### EXCERPTED DATA
==*==

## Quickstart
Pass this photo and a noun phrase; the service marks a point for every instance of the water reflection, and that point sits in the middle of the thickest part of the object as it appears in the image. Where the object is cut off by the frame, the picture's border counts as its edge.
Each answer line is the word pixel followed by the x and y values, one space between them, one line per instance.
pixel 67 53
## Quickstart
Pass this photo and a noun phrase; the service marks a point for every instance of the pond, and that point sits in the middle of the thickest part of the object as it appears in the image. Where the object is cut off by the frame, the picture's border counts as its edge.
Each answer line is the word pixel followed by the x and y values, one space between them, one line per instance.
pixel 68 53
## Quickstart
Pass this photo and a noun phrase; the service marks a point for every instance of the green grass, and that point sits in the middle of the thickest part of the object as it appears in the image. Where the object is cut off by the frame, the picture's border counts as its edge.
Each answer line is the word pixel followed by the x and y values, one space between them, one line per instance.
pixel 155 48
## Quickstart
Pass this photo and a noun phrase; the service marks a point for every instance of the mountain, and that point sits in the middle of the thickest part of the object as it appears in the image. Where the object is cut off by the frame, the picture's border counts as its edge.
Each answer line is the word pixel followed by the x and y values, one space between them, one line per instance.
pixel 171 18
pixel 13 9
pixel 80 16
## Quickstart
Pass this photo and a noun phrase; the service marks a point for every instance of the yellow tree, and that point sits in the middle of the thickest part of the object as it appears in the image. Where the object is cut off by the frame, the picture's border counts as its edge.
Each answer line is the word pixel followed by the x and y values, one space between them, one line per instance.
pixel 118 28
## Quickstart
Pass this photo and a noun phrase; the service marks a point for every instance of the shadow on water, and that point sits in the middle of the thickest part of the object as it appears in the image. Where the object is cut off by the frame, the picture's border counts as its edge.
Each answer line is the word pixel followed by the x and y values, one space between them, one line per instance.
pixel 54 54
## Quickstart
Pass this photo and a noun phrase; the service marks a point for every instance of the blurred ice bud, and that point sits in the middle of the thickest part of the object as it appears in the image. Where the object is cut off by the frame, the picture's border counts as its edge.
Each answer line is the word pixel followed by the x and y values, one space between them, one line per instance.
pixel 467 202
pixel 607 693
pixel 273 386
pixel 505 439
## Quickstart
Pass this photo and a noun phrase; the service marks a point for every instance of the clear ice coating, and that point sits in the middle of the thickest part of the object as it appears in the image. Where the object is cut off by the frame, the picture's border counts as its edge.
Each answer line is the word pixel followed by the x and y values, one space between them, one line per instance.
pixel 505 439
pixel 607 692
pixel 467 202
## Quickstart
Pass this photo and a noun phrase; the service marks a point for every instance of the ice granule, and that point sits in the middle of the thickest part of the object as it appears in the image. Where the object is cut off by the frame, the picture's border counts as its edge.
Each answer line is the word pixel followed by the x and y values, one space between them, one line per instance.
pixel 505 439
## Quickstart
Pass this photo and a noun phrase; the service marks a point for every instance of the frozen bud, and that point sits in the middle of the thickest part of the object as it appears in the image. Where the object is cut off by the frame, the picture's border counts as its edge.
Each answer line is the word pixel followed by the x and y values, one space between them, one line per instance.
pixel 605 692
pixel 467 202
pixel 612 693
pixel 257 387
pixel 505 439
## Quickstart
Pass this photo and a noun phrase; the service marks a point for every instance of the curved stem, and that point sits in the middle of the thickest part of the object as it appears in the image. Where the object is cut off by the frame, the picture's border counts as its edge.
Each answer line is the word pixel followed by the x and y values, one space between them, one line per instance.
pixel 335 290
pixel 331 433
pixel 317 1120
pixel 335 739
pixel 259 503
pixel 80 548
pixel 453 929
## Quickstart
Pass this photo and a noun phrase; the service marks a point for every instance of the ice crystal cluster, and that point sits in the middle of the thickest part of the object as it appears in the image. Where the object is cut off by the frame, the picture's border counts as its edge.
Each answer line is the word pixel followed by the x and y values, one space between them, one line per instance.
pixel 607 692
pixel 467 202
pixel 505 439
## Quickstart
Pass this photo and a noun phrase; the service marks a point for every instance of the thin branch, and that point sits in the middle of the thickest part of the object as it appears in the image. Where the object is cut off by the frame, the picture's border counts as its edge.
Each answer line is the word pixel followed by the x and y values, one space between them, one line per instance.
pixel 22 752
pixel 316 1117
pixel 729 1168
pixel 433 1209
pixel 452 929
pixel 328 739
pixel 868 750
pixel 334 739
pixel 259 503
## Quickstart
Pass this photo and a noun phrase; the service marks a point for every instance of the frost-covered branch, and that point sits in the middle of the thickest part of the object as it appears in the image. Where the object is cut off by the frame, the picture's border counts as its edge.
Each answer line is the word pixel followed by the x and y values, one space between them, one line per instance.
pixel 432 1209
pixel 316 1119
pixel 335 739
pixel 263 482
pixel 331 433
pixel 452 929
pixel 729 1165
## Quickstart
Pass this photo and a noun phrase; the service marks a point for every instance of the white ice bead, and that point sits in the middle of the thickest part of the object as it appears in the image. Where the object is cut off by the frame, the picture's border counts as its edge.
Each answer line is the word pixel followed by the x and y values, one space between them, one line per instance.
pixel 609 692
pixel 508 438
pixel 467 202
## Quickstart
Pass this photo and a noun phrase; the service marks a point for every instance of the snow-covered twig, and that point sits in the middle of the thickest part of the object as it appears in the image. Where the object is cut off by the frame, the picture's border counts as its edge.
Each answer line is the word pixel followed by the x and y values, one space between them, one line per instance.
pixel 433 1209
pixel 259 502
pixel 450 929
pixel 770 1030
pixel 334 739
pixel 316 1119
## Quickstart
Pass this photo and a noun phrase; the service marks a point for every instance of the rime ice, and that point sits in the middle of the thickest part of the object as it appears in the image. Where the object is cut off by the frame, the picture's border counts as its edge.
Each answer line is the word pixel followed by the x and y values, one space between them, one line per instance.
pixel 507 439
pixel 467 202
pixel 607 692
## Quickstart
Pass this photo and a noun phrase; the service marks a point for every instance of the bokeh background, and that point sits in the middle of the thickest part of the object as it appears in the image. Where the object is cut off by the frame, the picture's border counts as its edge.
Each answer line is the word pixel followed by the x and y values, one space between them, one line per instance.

==*==

### STATED EXERCISE
Please pick out every line in the material above that contains the string "branch", and copy each one in full.

### COMPLETE RESPONSE
Pass this photo and a noun phrase; the service marks a point for every instance of the thin branch, and that point sits in the middle of the thickest part of the object as it appears in the image. Where the object is cut off by the frame, the picture's border counts as its edge.
Pass this photo and a noun phrase; the service marks a point for every instance of the frost-covered branch, and that point sits in the middle of the thickest part of the object as it appears in the image. Where the object is cut off by the frame, the picture's border counts as its edge.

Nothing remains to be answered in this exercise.